Problem requirements
Reproduce, unchanged, the stretch of the data from the line containing "of the fedora" through the end of the data, including both ends.

Excerpts from point annotation data
>>>>>

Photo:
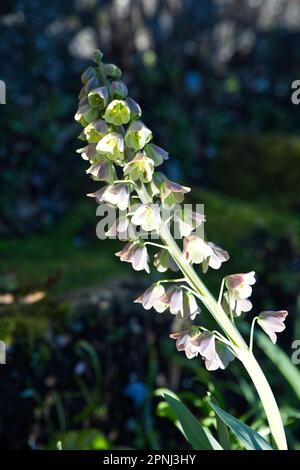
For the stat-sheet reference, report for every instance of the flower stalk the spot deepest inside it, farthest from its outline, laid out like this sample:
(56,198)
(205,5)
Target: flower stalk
(121,153)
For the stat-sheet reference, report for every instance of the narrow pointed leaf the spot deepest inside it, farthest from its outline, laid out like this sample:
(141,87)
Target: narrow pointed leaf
(251,439)
(193,430)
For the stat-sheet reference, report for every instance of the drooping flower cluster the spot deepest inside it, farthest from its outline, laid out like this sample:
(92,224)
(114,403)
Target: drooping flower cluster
(121,154)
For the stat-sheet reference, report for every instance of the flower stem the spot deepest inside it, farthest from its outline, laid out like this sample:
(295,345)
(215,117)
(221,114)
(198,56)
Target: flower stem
(239,346)
(252,333)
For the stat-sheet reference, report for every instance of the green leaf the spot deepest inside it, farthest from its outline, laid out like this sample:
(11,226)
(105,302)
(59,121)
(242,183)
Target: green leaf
(251,439)
(194,432)
(282,361)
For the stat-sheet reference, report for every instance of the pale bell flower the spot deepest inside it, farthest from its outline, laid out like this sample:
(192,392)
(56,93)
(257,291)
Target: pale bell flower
(170,192)
(195,250)
(180,301)
(117,195)
(220,359)
(272,322)
(151,298)
(137,255)
(157,154)
(111,146)
(164,261)
(217,257)
(190,305)
(140,168)
(239,285)
(173,299)
(117,113)
(187,341)
(119,229)
(188,220)
(137,135)
(238,306)
(148,217)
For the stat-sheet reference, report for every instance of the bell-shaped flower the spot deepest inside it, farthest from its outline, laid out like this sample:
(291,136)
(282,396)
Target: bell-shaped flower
(119,229)
(170,192)
(111,146)
(135,109)
(157,154)
(164,261)
(188,220)
(151,298)
(117,113)
(113,71)
(187,341)
(118,89)
(195,250)
(99,97)
(190,306)
(95,131)
(217,257)
(173,298)
(148,217)
(88,152)
(117,195)
(137,135)
(239,285)
(220,359)
(215,354)
(238,306)
(136,254)
(103,170)
(140,168)
(272,323)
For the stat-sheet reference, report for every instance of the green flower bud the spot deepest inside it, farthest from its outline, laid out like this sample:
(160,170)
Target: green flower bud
(103,170)
(157,154)
(86,114)
(113,71)
(88,74)
(112,146)
(91,84)
(97,56)
(170,192)
(135,110)
(137,135)
(117,113)
(140,168)
(98,98)
(118,89)
(95,131)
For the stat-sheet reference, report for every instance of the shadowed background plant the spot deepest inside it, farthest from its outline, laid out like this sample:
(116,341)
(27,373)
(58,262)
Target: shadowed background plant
(219,79)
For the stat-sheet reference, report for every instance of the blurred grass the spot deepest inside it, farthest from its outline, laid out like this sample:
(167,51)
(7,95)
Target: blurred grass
(72,249)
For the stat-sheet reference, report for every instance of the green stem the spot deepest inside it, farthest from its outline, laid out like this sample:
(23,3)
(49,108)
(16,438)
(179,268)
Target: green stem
(252,334)
(239,346)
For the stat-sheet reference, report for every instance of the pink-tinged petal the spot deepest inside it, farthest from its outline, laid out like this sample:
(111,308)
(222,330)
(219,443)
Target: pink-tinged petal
(272,322)
(176,302)
(151,296)
(206,342)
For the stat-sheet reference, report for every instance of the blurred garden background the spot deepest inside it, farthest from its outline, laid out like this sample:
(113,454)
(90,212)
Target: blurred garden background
(213,78)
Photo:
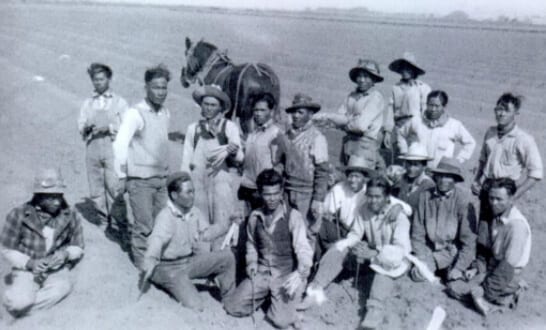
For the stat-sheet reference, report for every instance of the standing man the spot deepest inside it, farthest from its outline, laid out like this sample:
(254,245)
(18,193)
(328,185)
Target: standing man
(278,257)
(141,157)
(507,152)
(259,149)
(361,116)
(303,151)
(100,117)
(42,240)
(213,155)
(178,250)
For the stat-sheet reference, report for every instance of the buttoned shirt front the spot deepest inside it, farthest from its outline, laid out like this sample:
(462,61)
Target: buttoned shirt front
(175,234)
(510,155)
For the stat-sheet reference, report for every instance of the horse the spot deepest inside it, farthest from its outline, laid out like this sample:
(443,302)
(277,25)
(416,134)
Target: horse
(206,65)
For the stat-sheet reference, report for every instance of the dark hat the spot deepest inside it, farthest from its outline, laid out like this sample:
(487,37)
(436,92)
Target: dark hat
(449,166)
(361,164)
(214,91)
(181,175)
(408,59)
(369,66)
(303,101)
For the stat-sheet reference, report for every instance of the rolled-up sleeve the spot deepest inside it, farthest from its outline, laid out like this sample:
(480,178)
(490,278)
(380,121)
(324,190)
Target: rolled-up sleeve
(300,243)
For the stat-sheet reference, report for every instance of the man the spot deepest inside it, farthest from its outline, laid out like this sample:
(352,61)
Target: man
(100,117)
(362,114)
(213,155)
(178,252)
(438,131)
(303,151)
(504,248)
(278,257)
(383,223)
(508,152)
(415,179)
(443,229)
(141,156)
(42,240)
(259,149)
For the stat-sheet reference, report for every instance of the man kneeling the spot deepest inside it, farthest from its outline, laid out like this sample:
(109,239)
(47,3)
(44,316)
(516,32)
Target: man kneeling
(278,257)
(176,252)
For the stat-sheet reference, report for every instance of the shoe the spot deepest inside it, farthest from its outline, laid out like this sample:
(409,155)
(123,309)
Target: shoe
(373,318)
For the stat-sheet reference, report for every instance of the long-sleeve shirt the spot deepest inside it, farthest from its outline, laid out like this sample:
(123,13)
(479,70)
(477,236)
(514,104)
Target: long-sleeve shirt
(29,233)
(175,234)
(132,124)
(102,110)
(509,156)
(298,230)
(365,113)
(440,137)
(259,152)
(444,222)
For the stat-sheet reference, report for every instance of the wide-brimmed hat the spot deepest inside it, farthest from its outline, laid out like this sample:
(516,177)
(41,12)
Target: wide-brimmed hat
(369,66)
(49,181)
(361,164)
(390,261)
(449,166)
(214,91)
(303,101)
(407,59)
(416,151)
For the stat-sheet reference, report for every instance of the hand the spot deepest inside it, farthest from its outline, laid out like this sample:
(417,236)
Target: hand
(37,266)
(476,187)
(251,270)
(292,283)
(470,273)
(232,149)
(57,260)
(455,274)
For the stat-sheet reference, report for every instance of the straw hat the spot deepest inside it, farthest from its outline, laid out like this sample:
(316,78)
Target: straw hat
(416,151)
(368,66)
(49,181)
(408,59)
(303,101)
(449,166)
(214,91)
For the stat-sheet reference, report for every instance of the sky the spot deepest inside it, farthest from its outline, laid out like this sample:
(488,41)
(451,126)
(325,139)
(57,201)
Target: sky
(475,8)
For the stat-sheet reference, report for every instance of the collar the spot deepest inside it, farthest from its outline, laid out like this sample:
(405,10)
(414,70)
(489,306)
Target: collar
(107,94)
(438,122)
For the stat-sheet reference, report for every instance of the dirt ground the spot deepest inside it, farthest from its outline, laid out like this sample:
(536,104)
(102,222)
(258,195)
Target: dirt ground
(38,127)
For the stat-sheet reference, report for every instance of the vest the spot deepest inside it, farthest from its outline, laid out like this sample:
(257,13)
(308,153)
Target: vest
(149,148)
(278,245)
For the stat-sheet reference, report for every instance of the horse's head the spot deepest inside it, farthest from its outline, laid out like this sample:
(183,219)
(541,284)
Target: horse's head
(196,56)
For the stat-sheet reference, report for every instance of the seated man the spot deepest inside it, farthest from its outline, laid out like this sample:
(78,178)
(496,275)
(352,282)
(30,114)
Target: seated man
(443,230)
(383,221)
(278,257)
(42,239)
(504,247)
(177,252)
(342,201)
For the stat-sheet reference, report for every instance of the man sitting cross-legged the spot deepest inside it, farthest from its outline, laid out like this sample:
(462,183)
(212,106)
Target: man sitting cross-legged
(177,253)
(278,257)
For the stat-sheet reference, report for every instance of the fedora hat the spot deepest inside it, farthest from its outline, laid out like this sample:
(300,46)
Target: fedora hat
(361,164)
(49,181)
(407,59)
(416,151)
(303,101)
(368,66)
(449,166)
(214,91)
(390,261)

<<<<<

Completed exercise
For the stat-sheet reference, report for every instance of the fedora hat the spot deepest inside it, farthest from its outline, laid out like this sample:
(300,46)
Target: fedora hat
(361,164)
(49,181)
(407,59)
(416,151)
(303,101)
(368,66)
(449,166)
(214,91)
(390,261)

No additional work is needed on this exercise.